Originally commissioned by London International Mime Festival, Dead Good is a funny and poignant theatre show celebrating friendship – and the importance of living every precious day to the full. Bubbling with humour and awash with pathos, this beautifully crafted production is performed entirely without words.
As Artistic director Rachael Savage explained to Diane Parkes one of our BrumYODO team when she interviewed them for Weekend Notes in 2020 : “The main reason we are telling this story is to ask the question of how the dying teach us to live and how do we live fully? I never thought I’d do a show about death but in all of the research, I’ve laughed more than I’ve cried. The way in which we usually see death portrayed, whether on television or Hollywood, is often dramatized and what I’ve really tried to do is to tell it as accurately as possible. We want to demystify death and take the fear out of it. We’re a death-denying society and the show is trying to change that.”
As part of her 18 months of research, Rachael worked with local hospices where she talked to staff caring for patients and people with terminal diagnoses. “At Mary Stevens Hospice in Stourbridge I met Dave, a patient living with prostate cancer. He told me about how being terminally ill had changed him, changed his relationships and changed his capacity to love. He’s just like a bottomless pit now in terms of his capacity to love.”

> **Activity**:
Rewrite the passage about the show Dead Good from "Originally commissioned by" up to and including "entirely without words.", swapping "friendship" for "family".

> **Material provided**:

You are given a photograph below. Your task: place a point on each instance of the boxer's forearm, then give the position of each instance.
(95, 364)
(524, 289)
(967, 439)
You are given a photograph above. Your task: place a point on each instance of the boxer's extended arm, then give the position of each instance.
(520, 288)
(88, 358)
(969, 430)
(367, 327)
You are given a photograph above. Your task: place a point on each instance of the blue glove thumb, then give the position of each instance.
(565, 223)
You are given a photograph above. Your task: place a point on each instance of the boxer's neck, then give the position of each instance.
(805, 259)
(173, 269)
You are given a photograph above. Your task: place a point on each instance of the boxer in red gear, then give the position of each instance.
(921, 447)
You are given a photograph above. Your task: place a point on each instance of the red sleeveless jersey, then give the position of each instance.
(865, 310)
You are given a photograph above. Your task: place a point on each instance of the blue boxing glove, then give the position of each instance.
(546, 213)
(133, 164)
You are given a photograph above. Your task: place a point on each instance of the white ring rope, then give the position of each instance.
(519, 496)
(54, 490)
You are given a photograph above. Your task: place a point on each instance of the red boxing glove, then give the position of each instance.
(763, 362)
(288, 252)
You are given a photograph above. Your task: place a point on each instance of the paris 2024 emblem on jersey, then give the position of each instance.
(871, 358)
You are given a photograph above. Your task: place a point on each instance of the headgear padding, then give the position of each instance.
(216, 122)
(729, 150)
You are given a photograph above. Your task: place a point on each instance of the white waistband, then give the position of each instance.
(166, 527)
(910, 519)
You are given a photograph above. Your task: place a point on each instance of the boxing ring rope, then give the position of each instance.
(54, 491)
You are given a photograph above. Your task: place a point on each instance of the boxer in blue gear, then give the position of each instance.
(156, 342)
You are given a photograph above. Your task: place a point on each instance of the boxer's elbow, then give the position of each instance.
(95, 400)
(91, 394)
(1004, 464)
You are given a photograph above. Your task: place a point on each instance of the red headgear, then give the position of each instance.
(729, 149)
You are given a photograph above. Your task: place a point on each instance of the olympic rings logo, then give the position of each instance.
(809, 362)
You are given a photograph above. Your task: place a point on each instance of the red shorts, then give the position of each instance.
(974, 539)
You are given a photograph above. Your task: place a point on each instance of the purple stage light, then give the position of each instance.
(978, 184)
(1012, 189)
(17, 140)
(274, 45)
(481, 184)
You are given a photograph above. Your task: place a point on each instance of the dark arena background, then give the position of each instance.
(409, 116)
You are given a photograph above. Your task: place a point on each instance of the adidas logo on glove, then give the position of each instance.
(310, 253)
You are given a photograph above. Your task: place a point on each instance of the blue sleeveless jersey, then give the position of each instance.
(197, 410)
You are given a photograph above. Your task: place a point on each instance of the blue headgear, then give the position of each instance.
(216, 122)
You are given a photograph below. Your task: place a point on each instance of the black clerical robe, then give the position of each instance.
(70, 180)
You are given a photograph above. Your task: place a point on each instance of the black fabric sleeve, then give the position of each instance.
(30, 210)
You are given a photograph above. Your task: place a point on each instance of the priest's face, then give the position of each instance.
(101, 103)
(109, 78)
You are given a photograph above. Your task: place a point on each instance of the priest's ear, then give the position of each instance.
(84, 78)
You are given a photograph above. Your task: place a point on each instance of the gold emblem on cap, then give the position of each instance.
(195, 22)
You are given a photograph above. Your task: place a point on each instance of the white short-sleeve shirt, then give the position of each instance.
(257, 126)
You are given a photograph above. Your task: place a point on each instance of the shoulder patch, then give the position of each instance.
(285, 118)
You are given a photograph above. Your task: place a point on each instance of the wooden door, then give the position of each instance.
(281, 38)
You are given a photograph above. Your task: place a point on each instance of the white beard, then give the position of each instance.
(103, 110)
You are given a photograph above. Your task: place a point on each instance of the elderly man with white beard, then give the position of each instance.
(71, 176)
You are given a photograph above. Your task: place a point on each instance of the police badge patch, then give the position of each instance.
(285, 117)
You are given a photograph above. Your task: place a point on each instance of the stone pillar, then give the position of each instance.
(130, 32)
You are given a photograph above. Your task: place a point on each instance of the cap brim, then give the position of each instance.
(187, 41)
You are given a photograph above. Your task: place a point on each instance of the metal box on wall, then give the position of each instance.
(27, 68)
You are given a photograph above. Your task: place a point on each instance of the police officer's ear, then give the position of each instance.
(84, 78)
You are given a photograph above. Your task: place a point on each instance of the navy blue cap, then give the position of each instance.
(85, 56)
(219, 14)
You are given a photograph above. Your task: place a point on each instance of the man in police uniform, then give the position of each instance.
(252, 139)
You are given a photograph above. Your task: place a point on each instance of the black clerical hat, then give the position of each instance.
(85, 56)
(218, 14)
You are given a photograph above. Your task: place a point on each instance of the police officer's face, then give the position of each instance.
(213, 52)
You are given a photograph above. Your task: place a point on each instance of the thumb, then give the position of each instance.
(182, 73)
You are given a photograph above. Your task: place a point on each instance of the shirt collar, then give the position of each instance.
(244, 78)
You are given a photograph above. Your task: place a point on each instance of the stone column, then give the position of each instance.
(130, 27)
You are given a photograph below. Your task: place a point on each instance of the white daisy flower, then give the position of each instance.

> **Expected answer**:
Originally commissioned by London International Mime Festival, Dead Good is a funny and poignant theatre show celebrating family – and the importance of living every precious day to the full. Bubbling with humour and awash with pathos, this beautifully crafted production is performed entirely without words.